El
columnismo nacional, ese dudoso espacio que ha gozado de inusitada difusión.
Ese espacio en el que sobran berrinches y faltan lecturas y estilo. En Chile el
columnismo se ha elevado al grado de deporte nacional, el deporte de ver pajas,
listones y vigas en los ojos ajenos. Hoy por hoy, se alza como una colosal
reunión de caciques en la que el hiperpoblado cacicazgo escribe para una
ilusoria tracalada de indios a los cuales se busca iluminar con sabiduría y
panaceas. Este oficio encontró terreno fértil para su expansión gracias a los
sitios web montados para reunir los egos opinológicos y servir de plataforma
para su verborrea. Una competencia mientras se lanzan ideas políticamente
correctas, hermosos proyectos de país, y, en más de una ocasión, el machismo
más desatado.
En
el zoo columnístico local también se alzan sitios ciudadanos, los cuales, con
el prurito sacrosanto de darle voz a los sin voz, proveen al respetable su
cajón de manzanas, pergeñando opiniones que suelen perderse sin mucho eco en la
niebla web. Y también están los medios electrónicos que cazan columnas como si
de pesca de arrastre se tratara, barriendo y recalentando ese enorme e incierto
Pacífico que es el bloguismo nacional.

- _TAREA 1_:
¿Puedes editar los registros desde el comienzo hasta la línea que contiene "652, 64, 698, 123", incluida esta, cambiando "golden trophy graphic" por "silver trophy graphic" y sin tocar nada más?
Los registros no guardan ninguna relación con el fragmento.

- _DATOS PROPORCIONADOS_:
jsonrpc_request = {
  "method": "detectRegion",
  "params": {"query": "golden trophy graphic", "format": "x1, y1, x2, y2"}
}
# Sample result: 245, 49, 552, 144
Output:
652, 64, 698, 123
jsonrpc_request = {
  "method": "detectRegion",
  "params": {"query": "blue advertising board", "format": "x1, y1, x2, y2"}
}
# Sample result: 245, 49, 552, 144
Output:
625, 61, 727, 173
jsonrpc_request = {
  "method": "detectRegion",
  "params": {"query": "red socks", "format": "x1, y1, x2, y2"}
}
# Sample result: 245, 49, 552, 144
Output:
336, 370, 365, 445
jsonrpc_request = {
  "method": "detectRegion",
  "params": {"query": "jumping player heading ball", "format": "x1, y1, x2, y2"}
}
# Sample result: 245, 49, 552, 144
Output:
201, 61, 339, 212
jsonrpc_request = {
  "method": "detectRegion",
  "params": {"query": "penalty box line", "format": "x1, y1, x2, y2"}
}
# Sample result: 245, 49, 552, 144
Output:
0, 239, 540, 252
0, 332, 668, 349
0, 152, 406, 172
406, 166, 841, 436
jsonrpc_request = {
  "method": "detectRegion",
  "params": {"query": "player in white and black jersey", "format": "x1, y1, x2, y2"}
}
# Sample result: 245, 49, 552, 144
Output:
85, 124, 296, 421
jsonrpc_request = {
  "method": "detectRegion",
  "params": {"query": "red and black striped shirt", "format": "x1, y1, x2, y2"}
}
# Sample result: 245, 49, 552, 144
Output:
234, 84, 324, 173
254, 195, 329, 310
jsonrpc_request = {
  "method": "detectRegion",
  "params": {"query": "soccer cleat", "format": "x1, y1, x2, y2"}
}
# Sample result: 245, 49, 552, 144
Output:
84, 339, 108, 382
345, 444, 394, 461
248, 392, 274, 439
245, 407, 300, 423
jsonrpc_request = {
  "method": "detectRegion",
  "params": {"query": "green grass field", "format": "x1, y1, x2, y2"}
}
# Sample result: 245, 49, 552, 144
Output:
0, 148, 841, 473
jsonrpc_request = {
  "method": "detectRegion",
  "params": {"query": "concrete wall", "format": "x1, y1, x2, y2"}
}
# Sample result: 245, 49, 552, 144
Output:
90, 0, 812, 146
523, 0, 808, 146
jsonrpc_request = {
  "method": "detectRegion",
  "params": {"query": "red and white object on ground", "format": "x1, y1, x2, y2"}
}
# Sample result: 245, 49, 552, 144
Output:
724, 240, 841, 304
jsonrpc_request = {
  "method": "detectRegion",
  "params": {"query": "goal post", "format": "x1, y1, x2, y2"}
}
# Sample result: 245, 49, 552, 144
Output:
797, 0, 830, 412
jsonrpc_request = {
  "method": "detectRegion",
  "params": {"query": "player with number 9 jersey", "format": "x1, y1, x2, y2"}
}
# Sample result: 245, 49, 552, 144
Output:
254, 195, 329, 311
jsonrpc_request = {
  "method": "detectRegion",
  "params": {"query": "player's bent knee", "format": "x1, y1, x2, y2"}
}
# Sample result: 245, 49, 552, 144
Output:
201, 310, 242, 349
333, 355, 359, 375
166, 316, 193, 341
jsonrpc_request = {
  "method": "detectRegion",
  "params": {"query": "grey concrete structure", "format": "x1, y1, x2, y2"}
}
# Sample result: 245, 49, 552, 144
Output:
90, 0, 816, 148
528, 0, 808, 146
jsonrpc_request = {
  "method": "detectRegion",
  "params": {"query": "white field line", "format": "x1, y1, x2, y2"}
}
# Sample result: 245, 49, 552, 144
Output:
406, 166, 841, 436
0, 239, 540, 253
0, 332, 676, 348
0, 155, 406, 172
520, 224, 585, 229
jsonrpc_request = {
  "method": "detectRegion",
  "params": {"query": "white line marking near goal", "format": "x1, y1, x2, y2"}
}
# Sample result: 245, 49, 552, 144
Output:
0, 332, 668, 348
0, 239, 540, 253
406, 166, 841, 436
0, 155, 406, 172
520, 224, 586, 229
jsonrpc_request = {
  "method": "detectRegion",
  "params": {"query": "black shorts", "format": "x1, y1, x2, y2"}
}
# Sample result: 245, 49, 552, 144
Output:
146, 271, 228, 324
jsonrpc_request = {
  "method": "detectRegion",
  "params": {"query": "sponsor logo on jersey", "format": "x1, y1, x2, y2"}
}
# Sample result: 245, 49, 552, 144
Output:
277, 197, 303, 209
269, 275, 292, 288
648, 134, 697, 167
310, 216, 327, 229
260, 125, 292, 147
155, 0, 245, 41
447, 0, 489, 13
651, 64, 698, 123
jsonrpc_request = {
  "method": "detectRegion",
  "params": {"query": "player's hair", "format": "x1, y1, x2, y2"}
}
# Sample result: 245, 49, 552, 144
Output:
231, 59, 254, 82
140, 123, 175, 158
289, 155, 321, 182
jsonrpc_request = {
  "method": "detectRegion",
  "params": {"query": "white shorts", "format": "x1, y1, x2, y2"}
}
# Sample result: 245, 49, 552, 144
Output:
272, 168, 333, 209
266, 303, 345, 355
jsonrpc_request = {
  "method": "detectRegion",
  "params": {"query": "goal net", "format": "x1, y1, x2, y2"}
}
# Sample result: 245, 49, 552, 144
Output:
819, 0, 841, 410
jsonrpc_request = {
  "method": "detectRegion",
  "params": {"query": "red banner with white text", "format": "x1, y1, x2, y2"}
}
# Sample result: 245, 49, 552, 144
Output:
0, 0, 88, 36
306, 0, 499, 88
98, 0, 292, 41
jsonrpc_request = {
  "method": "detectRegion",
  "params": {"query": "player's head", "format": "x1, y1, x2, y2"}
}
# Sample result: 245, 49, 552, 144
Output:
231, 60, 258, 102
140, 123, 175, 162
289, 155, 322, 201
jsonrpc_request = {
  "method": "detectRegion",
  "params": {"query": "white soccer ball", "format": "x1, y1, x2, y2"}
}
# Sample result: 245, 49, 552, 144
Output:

- _TAREA 2_:
¿Cómo seguiría el fragmento sobre el columnismo en Chile? Continúalo a partir de donde termina.

- _RESPUESTA ESPERADA 1_:
jsonrpc_request = {
  "method": "detectRegion",
  "params": {"query": "silver trophy graphic", "format": "x1, y1, x2, y2"}
}
# Sample result: 245, 49, 552, 144
Output:
652, 64, 698, 123

- _RESPUESTA ESPERADA 2_:
No todo es tan malo. Hay también valores
importantes en este campo, como Leonardo Sanhueza, Roberto Merino o Antonio
Gil. Con todo, en Chile no hay ningún columnista -pero ninguno-, que se
aproxime al argentino Juan Forn (1959). Eso lo podemos corroborar gracias a la
editorial Los libros que leo (sello que vive su propia fiesta, debido al Premio
Municipal de Literatura 2012 que obtuvo Juan Pablo Roncone y su libro Hermano ciervo), y la
oportunísima publicación de El
hombre que fue viernes, una recopilación de las “contratapas” que Forn
escribe para el diario Página/12, de las cuales algunas ya habían sido
publicadas en un excelso libro llamado Ningún
hombre es una isla, editado en Argentina por Emecé, que muy
desafortunadamente no estuvo ni cerca de llegar a Chile. Mientras que en
Argentina se publica a autores del calado de Forn, el capítulo chileno de la
multinacional española opta por convertir en libro –y cobrar por ello- a
mamarrachos literarios como Marcelo Lillo.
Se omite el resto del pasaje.